=== Written task 1 ===
Please reproduce the part of the motorcycle ride passage starting at "I was visiting" and ending at "worth the gander.".
=== Written task 2 ===
Write the next part of the motorcycle ride passage, picking up after its final sentence.

— begin Selected passage —

I was visiting friends up in Arlington, north of Seattle, for a weekend of bonfires, partying, great American food, foosball and bikes. On a beautiful, slightly foggy yet sunny, Sunday morning we all threw a leg over and rumbled down to the Mukilteo ferry crossing to Whidbey Island where we staged up within long lines of bikes all headed to the rally. Trust me when I say that being a part of nearly 100 V twins embarking a ferry is a satisfyingly loud experience. After a short 20 minutes skip across the Puget Sound we head on up 525 North for one of the most beautiful rides you will ever see in the mainland US. The vistas of the Sound, the Olympic Peninsula and up toward Canada are stunning. There's a road side stop at Deception pass, just before the bridge, between the islands of Whidbey and Fidalgo that's worth the gander.

Not long after that you roll up highway 20 into downtown Anacortes and…you guessed it. BIKES BIKES AND MORE BIKES.

— end Selected passage —
— begin Supplied material —

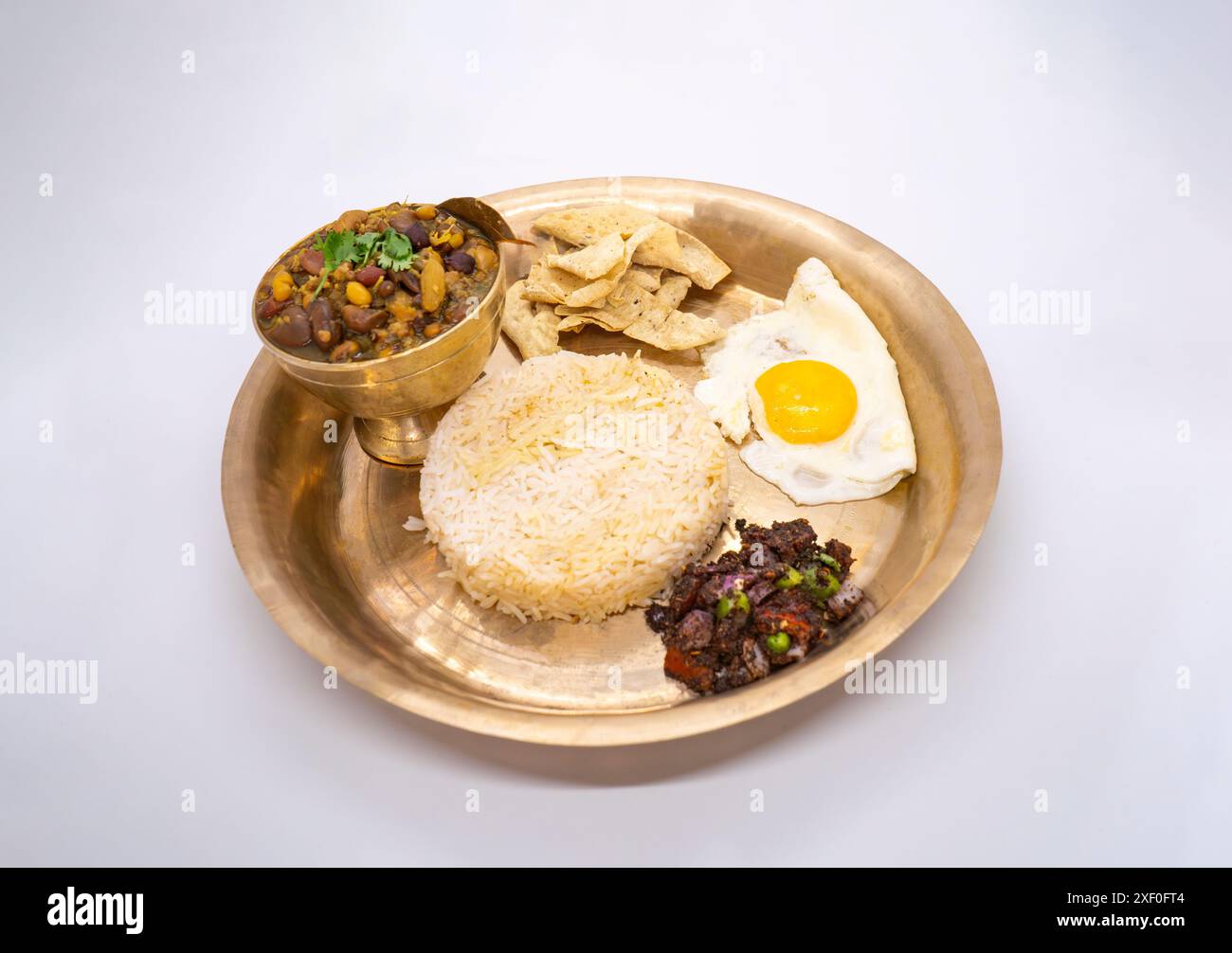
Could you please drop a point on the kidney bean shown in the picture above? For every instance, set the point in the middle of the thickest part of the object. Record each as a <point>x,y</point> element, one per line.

— end Supplied material —

=== Exercise answer 1 ===
I was visiting friends up in Arlington, north of Seattle, for a weekend of bonfires, partying, great American food, foosball and bikes. On a beautiful, slightly foggy yet sunny, Sunday morning we all threw a leg over and rumbled down to the Mukilteo ferry crossing to Whidbey Island where we staged up within long lines of bikes all headed to the rally. Trust me when I say that being a part of nearly 100 V twins embarking a ferry is a satisfyingly loud experience. After a short 20 minutes skip across the Puget Sound we head on up 525 North for one of the most beautiful rides you will ever see in the mainland US. The vistas of the Sound, the Olympic Peninsula and up toward Canada are stunning. There's a road side stop at Deception pass, just before the bridge, between the islands of Whidbey and Fidalgo that's worth the gander.

=== Exercise answer 2 ===
After half a day of walking around in boots meant for foot pegs and not asphalt, eating too many burgers and ice cream, and seeing at least half a dozen bikes that make you look at yours like an up and coming ex wife, you're ready to get back to riding. After wading your way through stop and go biker rush hour, slow pedestrians at cross walks and the occasional scowling long arm of the law on your way out of town you finally toe it into second, third and on up. The wind rushes by you. Your Motor rumbles. The mountains and forests and smell of the ocean caress your senses. And you think to yourself, ok darl’n, you're not some Orange County trailer queen but you ain't so bad.

We get back, have another great night of bonding with great friends, several of which flew in from Australia, and head back to our hotel rooms. The next morning after a breakfast to give a rhino food coma I say goodbye to all my biker friends and set out for home…Oregon.

So here's the thing. Nearly every major aboriginal culture throughout history has a rain god. Central and South America, Australia, Africa. Even the nomadic Middle East has a rain god...no surprise there. And then there's China who has an entire hierarchy of rain gods and dragons. Really…rain dragons?

Except tribes of the Pacific Northwest. They don't need one. Everyone else's rain gods all live there in condos, timeshares and vacation rentals around lake Washington or some adorable cottage out near Alki point, the western most part of Seattle that gazes right out on the deep waters of the puget sound.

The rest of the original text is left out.